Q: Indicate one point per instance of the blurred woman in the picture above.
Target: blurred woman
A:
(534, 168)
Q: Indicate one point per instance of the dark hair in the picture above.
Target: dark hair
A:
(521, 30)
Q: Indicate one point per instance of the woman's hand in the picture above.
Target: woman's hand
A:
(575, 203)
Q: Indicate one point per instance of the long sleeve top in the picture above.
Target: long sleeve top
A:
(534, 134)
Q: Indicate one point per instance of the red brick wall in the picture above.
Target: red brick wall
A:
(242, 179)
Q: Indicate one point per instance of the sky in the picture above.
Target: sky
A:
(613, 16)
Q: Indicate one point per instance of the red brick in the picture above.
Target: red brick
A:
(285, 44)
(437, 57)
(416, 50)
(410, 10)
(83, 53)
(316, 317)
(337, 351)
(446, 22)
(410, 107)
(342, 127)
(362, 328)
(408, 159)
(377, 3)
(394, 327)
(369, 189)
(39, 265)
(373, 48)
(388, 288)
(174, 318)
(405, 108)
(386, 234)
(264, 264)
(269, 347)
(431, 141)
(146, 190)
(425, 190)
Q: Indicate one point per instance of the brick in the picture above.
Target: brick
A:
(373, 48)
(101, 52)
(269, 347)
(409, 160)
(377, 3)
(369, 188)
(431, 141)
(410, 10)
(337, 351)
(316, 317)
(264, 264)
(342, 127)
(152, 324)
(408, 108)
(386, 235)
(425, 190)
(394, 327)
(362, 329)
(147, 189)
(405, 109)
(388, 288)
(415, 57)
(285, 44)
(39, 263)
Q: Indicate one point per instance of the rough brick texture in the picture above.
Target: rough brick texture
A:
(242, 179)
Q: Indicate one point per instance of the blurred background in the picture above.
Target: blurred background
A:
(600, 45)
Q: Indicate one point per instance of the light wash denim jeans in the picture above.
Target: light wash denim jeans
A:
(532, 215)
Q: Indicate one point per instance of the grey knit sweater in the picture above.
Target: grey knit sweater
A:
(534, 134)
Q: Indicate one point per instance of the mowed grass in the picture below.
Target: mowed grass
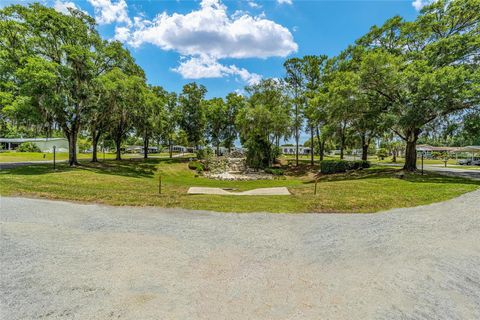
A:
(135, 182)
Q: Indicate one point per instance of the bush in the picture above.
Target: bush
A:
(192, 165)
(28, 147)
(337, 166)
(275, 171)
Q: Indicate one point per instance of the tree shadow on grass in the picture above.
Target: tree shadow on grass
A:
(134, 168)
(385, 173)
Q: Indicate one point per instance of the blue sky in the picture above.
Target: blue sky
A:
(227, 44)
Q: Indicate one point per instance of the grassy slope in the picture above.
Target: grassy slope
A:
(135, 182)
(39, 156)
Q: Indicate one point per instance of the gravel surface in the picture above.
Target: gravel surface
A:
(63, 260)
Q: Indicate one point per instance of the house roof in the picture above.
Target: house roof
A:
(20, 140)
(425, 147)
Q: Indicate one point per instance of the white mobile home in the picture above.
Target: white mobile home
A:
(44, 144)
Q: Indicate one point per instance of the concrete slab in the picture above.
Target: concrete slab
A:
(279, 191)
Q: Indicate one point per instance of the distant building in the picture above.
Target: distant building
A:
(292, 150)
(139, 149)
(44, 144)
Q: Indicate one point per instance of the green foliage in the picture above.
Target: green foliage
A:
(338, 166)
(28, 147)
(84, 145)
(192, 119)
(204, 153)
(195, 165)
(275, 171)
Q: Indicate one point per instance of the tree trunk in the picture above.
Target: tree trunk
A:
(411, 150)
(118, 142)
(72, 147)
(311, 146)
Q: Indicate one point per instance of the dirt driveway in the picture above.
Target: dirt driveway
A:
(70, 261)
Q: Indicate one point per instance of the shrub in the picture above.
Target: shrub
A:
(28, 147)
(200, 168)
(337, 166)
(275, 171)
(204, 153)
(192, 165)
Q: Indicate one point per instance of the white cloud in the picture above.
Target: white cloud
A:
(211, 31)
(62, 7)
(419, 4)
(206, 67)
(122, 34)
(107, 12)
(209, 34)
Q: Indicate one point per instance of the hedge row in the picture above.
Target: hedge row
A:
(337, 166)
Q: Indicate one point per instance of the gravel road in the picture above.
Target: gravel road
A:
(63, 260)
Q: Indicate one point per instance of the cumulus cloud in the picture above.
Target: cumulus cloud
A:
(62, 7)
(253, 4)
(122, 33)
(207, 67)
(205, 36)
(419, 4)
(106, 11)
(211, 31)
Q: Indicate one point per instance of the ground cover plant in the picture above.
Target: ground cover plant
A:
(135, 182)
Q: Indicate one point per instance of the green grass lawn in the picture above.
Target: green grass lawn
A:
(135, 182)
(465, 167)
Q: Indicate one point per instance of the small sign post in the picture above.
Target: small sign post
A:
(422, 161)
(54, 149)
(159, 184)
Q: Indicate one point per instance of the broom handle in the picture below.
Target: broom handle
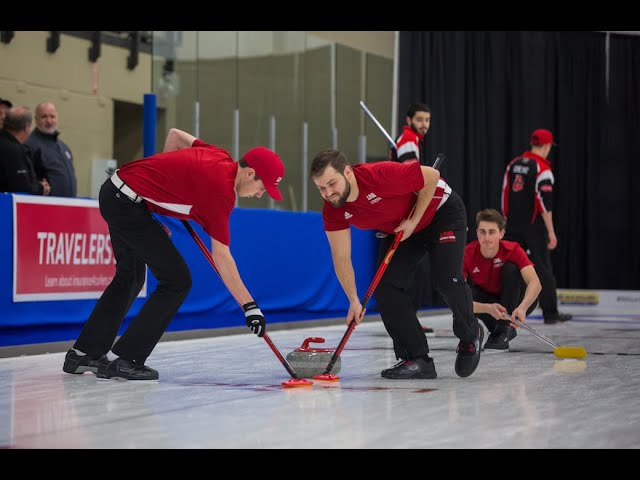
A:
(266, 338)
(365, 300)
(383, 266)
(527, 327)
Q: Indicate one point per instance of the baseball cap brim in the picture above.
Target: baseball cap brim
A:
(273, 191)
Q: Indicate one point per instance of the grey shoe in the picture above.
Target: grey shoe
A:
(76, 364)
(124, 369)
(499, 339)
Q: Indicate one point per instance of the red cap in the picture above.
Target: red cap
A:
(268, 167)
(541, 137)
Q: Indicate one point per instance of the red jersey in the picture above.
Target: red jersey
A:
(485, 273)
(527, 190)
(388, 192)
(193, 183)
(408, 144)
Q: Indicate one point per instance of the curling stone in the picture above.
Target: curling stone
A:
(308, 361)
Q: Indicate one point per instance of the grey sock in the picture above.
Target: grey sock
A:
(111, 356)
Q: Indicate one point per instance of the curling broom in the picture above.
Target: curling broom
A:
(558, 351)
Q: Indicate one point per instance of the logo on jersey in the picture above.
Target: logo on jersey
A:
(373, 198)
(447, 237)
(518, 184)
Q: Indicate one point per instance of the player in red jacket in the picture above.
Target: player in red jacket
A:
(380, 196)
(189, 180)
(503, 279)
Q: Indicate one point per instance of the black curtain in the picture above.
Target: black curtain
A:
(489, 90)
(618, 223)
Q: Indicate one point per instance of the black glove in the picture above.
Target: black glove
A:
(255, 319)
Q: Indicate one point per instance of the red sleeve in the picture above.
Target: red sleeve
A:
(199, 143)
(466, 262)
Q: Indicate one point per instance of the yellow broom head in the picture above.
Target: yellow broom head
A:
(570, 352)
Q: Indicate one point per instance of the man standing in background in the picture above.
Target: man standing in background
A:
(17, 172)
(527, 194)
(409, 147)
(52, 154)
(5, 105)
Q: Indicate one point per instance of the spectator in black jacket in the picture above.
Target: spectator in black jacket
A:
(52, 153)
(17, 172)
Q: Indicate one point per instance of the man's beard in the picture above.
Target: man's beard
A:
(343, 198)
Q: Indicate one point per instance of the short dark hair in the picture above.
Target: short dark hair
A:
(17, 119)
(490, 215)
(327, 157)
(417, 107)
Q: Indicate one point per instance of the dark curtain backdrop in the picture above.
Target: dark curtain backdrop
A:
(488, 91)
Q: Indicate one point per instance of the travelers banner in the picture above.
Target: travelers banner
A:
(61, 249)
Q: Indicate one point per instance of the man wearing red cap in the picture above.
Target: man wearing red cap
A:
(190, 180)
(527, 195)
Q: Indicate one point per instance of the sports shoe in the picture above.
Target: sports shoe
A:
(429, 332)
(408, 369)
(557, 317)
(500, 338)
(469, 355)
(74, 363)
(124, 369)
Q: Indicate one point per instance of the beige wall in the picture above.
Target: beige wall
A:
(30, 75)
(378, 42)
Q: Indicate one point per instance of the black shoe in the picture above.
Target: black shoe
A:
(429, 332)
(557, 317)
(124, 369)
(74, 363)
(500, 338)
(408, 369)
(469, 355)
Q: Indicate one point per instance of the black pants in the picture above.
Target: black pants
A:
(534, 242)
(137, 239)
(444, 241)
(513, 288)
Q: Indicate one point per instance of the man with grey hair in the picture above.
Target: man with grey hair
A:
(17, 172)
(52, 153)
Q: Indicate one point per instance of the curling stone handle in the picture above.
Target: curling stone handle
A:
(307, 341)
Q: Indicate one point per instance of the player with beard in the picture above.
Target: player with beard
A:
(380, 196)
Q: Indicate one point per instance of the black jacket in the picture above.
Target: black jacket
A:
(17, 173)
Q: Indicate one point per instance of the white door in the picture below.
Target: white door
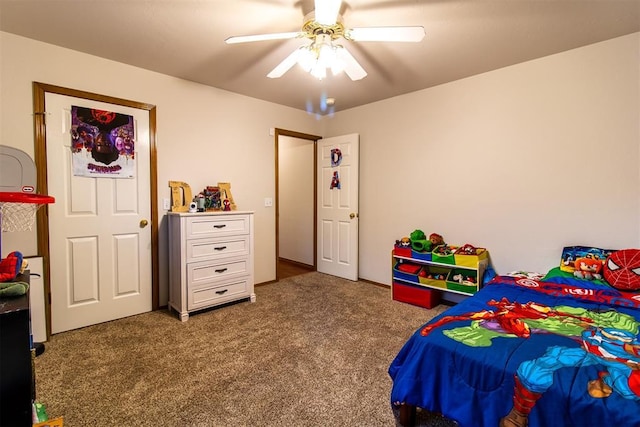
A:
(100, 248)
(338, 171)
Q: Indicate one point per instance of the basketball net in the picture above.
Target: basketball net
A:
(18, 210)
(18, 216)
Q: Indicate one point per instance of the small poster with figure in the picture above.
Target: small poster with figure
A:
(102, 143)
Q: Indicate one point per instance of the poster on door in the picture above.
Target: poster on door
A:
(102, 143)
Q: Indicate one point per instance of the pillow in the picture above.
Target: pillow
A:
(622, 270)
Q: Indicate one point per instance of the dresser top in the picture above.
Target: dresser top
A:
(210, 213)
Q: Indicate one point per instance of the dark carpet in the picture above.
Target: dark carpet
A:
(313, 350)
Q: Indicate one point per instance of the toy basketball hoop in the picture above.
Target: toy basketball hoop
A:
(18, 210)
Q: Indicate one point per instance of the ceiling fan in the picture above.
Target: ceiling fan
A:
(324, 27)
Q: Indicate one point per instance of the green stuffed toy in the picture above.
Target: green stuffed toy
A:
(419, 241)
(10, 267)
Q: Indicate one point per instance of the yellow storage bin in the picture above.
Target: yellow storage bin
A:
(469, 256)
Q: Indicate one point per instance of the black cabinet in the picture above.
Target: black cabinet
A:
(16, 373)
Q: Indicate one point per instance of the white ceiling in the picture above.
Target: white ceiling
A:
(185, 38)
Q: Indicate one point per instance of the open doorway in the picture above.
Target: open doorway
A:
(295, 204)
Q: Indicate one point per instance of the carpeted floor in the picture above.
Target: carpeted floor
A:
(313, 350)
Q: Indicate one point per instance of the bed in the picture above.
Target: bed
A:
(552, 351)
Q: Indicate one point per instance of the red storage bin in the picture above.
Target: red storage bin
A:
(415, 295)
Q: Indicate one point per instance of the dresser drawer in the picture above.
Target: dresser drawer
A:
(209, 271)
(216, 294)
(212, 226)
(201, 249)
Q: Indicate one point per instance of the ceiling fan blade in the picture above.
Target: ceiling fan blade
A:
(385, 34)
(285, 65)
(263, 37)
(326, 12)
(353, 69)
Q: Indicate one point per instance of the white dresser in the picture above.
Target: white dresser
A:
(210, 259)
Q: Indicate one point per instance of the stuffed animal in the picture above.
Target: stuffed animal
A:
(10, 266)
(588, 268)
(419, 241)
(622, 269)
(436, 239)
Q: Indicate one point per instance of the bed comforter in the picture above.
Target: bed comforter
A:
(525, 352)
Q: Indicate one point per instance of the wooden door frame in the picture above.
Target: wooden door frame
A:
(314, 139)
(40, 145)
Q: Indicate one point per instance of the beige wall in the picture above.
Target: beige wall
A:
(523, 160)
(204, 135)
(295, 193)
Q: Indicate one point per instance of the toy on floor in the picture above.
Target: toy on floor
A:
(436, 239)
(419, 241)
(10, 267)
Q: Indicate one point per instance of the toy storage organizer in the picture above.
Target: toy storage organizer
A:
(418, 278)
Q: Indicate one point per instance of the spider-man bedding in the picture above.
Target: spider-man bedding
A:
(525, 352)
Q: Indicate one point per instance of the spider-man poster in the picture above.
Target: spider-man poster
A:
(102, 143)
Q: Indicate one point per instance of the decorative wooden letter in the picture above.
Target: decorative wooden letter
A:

__What you will do__. An exact copy of the data is needed, running from its first line through the line that holds "Q: Indicate one point per instance of the long", and nothing beyond that.

__Answer section__.
Q: Indicate one point per instance of the blurred woman in the picture above.
Target: blurred woman
A:
(534, 168)
Q: Indicate one point per instance of the dark hair in the picture above.
Target: dark hair
A:
(521, 30)
Q: Indicate one point per instance of the woman's hand in the picture above.
Target: woman's hand
A:
(575, 203)
Q: Indicate one point per instance of the long sleeve top in the picture above.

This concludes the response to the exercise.